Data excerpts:
------------------------------------
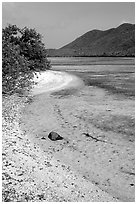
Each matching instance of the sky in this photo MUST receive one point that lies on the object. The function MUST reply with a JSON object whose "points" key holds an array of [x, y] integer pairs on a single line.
{"points": [[62, 22]]}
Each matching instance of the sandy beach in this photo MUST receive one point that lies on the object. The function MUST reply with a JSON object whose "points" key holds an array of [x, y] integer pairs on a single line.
{"points": [[36, 169]]}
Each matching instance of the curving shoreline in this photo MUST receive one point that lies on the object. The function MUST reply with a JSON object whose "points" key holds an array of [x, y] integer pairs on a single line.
{"points": [[53, 80]]}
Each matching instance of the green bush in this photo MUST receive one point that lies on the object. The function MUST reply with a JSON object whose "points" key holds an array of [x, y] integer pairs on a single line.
{"points": [[23, 55]]}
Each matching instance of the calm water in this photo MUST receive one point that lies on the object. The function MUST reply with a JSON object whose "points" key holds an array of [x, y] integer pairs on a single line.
{"points": [[95, 64]]}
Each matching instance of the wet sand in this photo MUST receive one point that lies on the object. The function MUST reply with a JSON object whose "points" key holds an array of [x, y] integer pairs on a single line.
------------------------------------
Task instructions: Go through the records above and write out every line exactly, passing over the pictures.

Task output:
Each matching instance of the sky in this photo MUST receive one point that lies on the object. The function MUST reply with a JSON object whose "points" key holds an array of [x, y] integer pairs on a single line.
{"points": [[62, 22]]}
Each matching instance of the sandy beach in this photo MUST receive one point that lies on the object. The function MUST reply with a JSON object whose "points" key holds an array of [x, y] integer pairs on a single line.
{"points": [[36, 169]]}
Each matching instance of the curving shoreline in this photo MUST receive one point that lies on the object. The function MUST reply with a JSON object whose "points" key holds an array of [x, y] integer pairs on a single line.
{"points": [[53, 80]]}
Each matching instance of the green bush in this photo MUST receive one point that lies on the object. The function MUST reply with a JSON object whose "points" key holds an array of [x, y] integer pairs on a single line.
{"points": [[23, 55]]}
Each matching instance of the calm water in this photo MUST receive one point that lies on the object. The function MUST reply with a JSON object whose "points" key holds an array of [x, y] integer pairs on a single line.
{"points": [[95, 64]]}
Each matching instance of the wet sand in this photo MUST receive one point that lies on the object. The function MUST reply with a JSON object whose "points" key holds an array of [x, y] integer pairs on a single line.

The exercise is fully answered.